**Given text:**
General Motors confirmed yesterday that it would build the 2014 Cadillac ELR range-extended electric luxury coupe at its Detroit-Hamtramck plant, on the same line that builds the ELR's Chevrolet Volt sibling.

While this had long been discussed in the industry, GM made it official with an announcement that said preparations for ELR assembly "will soon be under way," and that production itself would begin late next year.

The announcement was made by Mark Reuss, president of GM North America.

The company's press release pegged the cost of adding the new model to Detroit-Hamtramck at $35 million, bringing GM's total investment in the plant since December 2009 to more than $560 million.

As well as the Volt, Detroit-Hamtramck builds the 2013 Chevrolet Malibu mid-size sedan, one of two sites to do so.

The plant is now being tooled up for production of the 2014 Chevrolet Impala full-size sedan as well.

**Raw data:**
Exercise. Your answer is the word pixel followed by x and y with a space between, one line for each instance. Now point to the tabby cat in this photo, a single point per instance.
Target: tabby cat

**Task description:**
Using the Cadillac ELR article, answer these:
(a) Who made GM's announcement, and what was his position?
(b) What did the press release give as the cost of adding the new model to Detroit-Hamtramck?
(c) Which full-size sedan is the plant being tooled up to produce?

**Output:**
(a) Mark Reuss, president of GM North America.
(b) $35 million.
(c) The 2014 Chevrolet Impala.